■ Supplied text:
Sev Berd or Black Fortress (Սև բերդ; Чёрная Кре́пость, Chornaya Krepost) is an abandoned Russian imperial fortress in Gyumri, Shirak Province, Armenia. The fortress, which lies 8 km from the Turkish border, was built in response to the Russo-Turkish War of 1828–1829. It is a national cultural heritage monument in Armenia.

==History==

Gyumri, which lies on the border with Turkey, became part of the Russian Empire after the Treaty of Gulistan. Gyumri was renamed Alexandropol in 1837 after the visit of Tsar Nicholas I, in honor of his wife, Empress Alexandra Fyodorovna.

■ Goal: Continue the text about the Black Fortress in Gyumri from its last sentence.

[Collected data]

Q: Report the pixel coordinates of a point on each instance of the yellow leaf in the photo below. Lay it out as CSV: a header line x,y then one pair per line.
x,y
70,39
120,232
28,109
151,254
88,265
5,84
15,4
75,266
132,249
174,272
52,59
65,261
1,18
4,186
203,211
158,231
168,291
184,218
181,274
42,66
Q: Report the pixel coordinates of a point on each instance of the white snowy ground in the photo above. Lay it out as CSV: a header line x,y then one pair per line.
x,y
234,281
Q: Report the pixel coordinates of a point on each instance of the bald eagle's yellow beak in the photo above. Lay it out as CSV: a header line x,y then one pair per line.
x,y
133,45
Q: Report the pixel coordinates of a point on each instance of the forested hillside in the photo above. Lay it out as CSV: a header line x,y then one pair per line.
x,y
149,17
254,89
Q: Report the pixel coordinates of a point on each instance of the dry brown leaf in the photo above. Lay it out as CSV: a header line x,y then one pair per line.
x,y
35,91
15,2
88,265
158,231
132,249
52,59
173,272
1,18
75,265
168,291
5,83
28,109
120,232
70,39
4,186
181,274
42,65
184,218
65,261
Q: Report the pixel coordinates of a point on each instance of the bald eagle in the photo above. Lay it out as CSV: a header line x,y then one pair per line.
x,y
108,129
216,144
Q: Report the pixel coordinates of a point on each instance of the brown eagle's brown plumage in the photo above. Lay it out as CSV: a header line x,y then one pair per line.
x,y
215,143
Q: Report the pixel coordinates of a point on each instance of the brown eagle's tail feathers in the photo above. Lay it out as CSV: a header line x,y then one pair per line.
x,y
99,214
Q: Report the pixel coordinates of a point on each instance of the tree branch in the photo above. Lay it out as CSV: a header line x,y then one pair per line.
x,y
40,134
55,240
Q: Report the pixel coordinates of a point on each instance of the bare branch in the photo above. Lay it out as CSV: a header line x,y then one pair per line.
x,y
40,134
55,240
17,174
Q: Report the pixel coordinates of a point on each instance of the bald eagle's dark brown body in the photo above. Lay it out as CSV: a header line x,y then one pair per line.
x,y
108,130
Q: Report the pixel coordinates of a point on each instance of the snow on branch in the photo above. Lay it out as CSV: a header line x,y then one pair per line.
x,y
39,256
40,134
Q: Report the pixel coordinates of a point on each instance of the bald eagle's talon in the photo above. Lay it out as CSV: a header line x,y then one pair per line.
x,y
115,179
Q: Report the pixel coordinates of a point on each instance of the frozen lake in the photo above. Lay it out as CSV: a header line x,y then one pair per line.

■ Result for this exercise:
The fortress was built on top of a hill, and the full fortification took a decade after the first stones were laid in 1834. The fortress is a 360-degree round structure made of black stone, from which it gets its name. After Russia's loss in the Crimean War, Sev Berd was upgraded and designated a "first-class" fortress. It never underwent a siege, but was of strategic importance in victories over the Turks in subsequent wars that lasted through 1878. The fortress was downgraded to "second-class" status in 1887, after the final Russo-Turkish War of 1877–1878 that saw Russia gain strongholds in Kars and Batumi.

The Russian 102nd Military Base was built in the 1940s next to Sev Berd. The base remains active today for the Russian military, which provides national defense support for Armenia.

==Current status==
The fortress was purchased by the Balasanyan family in 2012. Owner Misak Balasanyan intends to turn Sev Berd into a tourist attraction.

Archeological efforts are ongoing at the site.